== EXERCISE ==
Pick out and copy every line of the records below that contains the word "black". Case counts, so match only lines where it appears with exactly that capitalization.

== DATA FOR THIS TASK ==
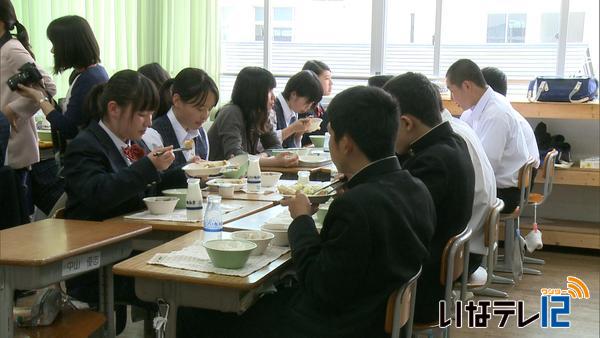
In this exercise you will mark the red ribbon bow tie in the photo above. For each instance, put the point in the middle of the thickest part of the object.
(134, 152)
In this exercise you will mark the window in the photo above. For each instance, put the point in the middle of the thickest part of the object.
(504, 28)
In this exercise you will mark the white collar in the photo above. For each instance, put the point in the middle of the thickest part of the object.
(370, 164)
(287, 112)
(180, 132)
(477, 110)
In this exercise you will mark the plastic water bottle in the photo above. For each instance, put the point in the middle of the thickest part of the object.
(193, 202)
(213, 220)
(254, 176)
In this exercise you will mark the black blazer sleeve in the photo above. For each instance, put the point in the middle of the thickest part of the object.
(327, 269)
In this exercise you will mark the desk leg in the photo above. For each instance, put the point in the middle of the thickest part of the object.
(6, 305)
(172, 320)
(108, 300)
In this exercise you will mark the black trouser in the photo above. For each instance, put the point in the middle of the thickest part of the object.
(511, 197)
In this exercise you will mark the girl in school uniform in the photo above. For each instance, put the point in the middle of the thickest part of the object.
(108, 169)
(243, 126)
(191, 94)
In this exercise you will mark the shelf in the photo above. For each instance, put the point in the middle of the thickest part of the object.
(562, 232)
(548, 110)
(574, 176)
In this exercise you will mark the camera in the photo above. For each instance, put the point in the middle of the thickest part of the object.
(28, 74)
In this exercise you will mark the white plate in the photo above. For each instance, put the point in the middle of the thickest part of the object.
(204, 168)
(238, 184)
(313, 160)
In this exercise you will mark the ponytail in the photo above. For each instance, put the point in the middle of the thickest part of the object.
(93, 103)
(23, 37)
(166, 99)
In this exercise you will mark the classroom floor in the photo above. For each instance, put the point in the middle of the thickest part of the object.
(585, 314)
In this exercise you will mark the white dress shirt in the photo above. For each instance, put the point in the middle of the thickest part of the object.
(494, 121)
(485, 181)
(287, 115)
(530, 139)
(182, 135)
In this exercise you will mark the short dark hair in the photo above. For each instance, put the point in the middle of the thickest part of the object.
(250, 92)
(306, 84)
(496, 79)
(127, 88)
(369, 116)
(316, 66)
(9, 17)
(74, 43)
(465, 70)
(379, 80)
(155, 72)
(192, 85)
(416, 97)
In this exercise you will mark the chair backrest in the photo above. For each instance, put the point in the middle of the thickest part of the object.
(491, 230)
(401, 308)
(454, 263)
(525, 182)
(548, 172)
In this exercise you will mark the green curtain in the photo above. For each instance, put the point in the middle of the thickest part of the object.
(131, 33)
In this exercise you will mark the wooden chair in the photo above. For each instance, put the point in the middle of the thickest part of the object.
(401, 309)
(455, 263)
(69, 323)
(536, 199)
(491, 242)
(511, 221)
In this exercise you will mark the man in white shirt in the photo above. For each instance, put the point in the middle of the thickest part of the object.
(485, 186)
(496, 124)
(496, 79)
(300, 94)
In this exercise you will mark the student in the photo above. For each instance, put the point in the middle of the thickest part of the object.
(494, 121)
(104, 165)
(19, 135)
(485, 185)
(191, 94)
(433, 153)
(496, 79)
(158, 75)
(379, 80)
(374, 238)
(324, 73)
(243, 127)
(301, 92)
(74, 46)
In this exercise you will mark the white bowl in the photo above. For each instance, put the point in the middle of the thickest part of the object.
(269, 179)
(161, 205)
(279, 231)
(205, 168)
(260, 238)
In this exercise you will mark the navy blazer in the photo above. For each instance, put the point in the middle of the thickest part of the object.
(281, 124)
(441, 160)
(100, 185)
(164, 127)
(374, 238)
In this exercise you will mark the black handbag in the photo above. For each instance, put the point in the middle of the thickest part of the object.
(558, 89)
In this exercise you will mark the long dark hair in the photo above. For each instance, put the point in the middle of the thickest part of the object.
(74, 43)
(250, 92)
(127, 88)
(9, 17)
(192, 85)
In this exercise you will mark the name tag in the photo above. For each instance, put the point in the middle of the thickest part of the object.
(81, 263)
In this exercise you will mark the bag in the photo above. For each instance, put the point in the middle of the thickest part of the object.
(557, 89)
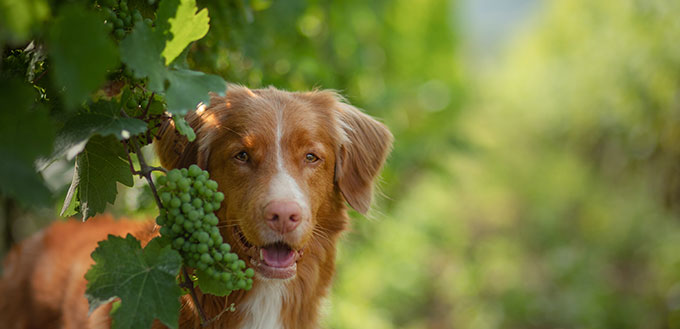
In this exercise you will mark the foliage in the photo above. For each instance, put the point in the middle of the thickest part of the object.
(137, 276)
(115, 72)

...

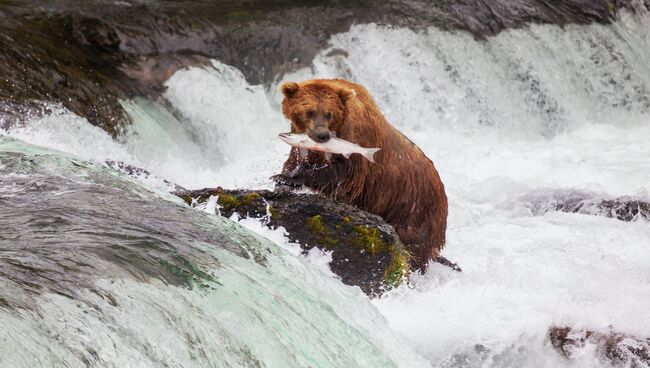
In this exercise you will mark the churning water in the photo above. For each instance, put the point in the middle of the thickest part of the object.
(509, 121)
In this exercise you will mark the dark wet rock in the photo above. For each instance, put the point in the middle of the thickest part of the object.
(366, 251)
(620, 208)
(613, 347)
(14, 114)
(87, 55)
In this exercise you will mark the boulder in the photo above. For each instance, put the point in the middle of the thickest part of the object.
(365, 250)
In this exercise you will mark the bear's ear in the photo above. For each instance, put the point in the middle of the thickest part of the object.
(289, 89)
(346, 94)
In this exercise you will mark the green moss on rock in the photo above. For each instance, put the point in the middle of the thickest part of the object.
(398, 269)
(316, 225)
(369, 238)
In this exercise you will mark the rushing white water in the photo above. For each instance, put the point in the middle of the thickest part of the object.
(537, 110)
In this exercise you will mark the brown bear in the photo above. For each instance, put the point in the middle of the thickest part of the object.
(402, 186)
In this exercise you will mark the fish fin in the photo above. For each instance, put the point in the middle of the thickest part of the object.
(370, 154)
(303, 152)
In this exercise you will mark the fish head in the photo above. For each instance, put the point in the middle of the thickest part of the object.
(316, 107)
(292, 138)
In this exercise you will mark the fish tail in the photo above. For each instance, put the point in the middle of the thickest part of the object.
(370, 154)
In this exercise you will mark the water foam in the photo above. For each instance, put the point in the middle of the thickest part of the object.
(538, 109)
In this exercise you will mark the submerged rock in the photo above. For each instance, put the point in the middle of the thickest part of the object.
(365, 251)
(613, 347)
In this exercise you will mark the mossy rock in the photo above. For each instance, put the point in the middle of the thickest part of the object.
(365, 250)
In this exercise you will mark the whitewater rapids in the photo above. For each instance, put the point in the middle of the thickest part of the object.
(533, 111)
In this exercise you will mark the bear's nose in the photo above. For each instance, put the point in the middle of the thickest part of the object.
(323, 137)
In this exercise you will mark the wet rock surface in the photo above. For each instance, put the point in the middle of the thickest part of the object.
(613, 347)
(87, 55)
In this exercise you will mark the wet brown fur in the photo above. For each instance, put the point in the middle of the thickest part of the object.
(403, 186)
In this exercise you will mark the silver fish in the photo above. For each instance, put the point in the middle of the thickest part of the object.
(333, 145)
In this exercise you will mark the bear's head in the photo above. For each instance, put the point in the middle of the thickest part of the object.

== FULL RESPONSE ==
In this exercise you will mark the black blazer sleeve in the photo above. For each instance, put the point in the middle of the thickest part of the object.
In this exercise you will mark the black trouser in the photo above. For each instance, put the point in the middle of the thickest part of the object.
In this exercise you will mark the black handbag in the photo above. For each instance, put the point in the middle of the thickest part of the object.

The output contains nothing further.